start Supplied data

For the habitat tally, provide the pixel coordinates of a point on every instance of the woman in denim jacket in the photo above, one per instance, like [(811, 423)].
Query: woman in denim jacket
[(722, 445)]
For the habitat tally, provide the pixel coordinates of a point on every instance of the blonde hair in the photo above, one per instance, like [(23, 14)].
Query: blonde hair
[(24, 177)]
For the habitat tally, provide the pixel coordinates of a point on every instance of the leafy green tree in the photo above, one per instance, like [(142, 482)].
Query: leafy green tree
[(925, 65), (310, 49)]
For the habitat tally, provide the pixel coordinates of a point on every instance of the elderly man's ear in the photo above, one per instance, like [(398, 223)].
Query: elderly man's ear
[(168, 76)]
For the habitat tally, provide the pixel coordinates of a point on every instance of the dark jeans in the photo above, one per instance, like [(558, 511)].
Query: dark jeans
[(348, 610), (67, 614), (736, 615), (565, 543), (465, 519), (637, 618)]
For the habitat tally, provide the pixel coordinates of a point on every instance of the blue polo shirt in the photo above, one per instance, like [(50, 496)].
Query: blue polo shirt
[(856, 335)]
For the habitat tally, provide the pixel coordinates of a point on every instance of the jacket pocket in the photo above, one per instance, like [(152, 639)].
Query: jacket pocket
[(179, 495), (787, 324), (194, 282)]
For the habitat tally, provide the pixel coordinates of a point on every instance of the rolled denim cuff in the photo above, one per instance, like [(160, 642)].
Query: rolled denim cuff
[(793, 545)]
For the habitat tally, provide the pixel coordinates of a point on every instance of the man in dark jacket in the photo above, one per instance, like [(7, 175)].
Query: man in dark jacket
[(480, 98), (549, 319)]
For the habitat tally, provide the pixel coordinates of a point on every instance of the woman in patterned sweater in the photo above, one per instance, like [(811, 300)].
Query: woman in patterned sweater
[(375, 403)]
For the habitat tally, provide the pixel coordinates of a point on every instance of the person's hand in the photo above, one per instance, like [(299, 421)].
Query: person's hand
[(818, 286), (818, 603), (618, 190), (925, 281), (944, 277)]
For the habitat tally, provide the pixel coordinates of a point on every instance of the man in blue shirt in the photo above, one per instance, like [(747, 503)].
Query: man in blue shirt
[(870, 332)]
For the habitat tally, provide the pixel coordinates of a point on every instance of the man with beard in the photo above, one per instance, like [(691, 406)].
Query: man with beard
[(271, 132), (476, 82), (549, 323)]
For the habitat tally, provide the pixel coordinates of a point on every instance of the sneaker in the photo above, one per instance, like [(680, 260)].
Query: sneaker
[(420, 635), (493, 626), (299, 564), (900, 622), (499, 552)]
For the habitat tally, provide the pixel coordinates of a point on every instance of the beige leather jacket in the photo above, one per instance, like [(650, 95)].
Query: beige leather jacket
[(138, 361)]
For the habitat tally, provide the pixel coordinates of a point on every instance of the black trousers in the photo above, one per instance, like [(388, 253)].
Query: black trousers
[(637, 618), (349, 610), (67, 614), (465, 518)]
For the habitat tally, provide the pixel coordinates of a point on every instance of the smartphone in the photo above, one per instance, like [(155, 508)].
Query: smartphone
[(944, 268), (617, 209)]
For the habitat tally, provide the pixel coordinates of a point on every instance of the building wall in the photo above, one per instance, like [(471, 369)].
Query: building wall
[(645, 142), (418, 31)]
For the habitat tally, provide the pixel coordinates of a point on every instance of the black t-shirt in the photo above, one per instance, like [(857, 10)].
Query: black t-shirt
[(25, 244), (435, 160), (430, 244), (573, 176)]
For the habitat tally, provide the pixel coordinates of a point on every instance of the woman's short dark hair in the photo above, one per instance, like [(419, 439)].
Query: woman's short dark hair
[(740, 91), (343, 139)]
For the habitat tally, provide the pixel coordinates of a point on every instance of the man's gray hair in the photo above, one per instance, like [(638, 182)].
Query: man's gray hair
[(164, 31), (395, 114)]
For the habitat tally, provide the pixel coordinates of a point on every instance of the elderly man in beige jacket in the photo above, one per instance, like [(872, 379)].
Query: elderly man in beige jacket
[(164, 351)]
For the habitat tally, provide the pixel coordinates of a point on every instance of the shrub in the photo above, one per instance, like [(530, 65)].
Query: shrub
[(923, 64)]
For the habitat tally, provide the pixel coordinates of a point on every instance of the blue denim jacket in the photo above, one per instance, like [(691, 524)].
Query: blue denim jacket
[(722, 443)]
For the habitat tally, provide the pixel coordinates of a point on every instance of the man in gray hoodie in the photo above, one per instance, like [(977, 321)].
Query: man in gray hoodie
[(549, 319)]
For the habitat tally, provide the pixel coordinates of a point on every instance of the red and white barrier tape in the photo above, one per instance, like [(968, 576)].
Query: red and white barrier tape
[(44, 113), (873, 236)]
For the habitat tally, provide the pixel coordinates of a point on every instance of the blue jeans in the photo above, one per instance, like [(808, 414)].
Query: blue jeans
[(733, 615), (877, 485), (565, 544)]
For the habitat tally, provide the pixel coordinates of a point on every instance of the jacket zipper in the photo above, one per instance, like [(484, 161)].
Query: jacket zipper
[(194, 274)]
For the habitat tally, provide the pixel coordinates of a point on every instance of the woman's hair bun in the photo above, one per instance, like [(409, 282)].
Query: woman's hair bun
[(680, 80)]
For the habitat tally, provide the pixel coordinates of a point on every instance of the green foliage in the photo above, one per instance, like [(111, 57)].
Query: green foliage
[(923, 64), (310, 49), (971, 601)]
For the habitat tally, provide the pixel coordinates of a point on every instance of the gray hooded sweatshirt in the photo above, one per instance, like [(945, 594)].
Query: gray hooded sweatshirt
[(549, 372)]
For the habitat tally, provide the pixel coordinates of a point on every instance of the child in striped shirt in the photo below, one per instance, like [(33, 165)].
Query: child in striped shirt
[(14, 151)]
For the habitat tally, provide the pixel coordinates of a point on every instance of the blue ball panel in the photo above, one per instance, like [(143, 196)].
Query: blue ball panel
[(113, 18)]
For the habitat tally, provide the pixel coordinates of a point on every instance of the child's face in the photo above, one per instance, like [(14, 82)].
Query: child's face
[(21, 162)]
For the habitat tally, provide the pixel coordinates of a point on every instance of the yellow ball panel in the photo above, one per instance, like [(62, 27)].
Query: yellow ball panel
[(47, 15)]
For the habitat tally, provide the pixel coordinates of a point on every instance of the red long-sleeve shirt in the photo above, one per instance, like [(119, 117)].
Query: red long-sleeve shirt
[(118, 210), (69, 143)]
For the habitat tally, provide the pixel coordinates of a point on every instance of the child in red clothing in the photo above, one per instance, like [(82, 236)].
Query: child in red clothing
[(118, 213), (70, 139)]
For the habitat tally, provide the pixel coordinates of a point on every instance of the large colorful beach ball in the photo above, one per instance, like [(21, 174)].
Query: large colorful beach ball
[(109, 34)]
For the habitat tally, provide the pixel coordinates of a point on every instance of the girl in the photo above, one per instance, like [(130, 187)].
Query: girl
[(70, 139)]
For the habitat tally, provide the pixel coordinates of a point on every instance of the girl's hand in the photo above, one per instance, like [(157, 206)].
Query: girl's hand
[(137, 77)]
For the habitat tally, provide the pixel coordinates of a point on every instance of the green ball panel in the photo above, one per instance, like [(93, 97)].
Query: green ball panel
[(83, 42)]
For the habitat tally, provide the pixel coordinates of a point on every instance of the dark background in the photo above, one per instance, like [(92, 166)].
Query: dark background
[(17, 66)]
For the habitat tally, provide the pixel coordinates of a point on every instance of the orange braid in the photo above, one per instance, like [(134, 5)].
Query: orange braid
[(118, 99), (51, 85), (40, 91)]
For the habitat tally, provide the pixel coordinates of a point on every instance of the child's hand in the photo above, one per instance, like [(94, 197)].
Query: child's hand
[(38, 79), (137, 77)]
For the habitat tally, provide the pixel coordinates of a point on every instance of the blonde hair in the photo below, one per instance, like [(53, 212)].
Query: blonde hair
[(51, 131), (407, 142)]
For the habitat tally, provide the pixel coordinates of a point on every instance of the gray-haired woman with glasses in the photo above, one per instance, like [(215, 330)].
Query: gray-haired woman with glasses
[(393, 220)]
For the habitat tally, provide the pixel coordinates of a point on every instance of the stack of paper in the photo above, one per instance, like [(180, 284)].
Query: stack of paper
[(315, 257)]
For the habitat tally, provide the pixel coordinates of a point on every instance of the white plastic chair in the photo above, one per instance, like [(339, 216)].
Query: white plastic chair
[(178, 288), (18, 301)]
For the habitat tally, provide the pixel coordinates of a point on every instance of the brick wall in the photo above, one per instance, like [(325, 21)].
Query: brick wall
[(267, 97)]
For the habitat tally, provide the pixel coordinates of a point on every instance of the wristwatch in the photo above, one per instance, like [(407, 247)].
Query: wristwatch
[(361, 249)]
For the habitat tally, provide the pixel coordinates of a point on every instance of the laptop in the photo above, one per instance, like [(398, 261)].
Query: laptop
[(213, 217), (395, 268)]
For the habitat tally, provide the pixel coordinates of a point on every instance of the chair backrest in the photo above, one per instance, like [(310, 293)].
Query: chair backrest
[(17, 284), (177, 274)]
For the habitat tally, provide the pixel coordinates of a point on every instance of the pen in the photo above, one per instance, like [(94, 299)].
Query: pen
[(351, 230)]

end Supplied data

→ Aim
Rewrite everything from the line containing "like [(53, 212)]." down to the end of the rows, replacing "habitat tally" with "field census" and changing nothing else.

→ Task answer
For the field census, provide the pixel coordinates of a point on every instance of the blonde hair in the photo below, one per instance, like [(53, 212)].
Query: blonde hair
[(51, 131), (407, 142)]
For the field census, provide the pixel coordinates of a point on every instance of the gray-haired woman with glasses in the photo above, one per instance, like [(215, 330)].
Query: gray-haired woman with glasses
[(393, 220)]
For the field census, provide the pixel coordinates of a point on every instance of the stack of paper in the photo above, one per instance, like [(180, 284)].
Query: stack of paper
[(315, 257)]
For the field census, provide the pixel coordinates of a point on every instance of the white plastic chair in the photo above, one per instance, like [(339, 216)].
Query: white plastic chair
[(178, 288), (18, 301)]
For the field census, provide the pixel coordinates of a point on every instance of the brick wall in the photo above, one per instance, like [(325, 21)].
Query: brick wall
[(267, 97)]
For the field census, provide the pixel coordinates of a point on every instance of the wristwatch in the photo above, one per instance, like [(407, 247)].
Query: wristwatch
[(361, 249)]
For the field census, provide the pixel coordinates of a point on every instance of the laptop in the photo above, one per instance, like [(398, 261)].
Query: laptop
[(213, 217), (395, 268)]
For the field census, provide the pixel coordinates of a point on every instance of the chair backrest in the photo above, one per instance, like [(310, 293)].
Query: chair backrest
[(17, 284), (177, 274)]
For the field census, provide the pixel coordinates of a point on every instance of the pen in the photo above, one per instance, like [(94, 299)].
Query: pen
[(351, 230)]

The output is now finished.